Task item:
What you return must be the lines of the data that hold the word "point".

Entries taken from a collection
■ ■ ■ ■ ■ ■ ■

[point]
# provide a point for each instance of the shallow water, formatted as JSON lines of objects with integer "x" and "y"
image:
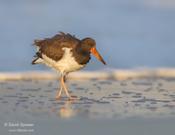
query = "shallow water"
{"x": 128, "y": 34}
{"x": 133, "y": 106}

■ ■ ■ ■ ■ ■ ■

Written response:
[point]
# provide a point for each instance of the shallow water, formatted as JSON lines of objects with integer "x" and "y"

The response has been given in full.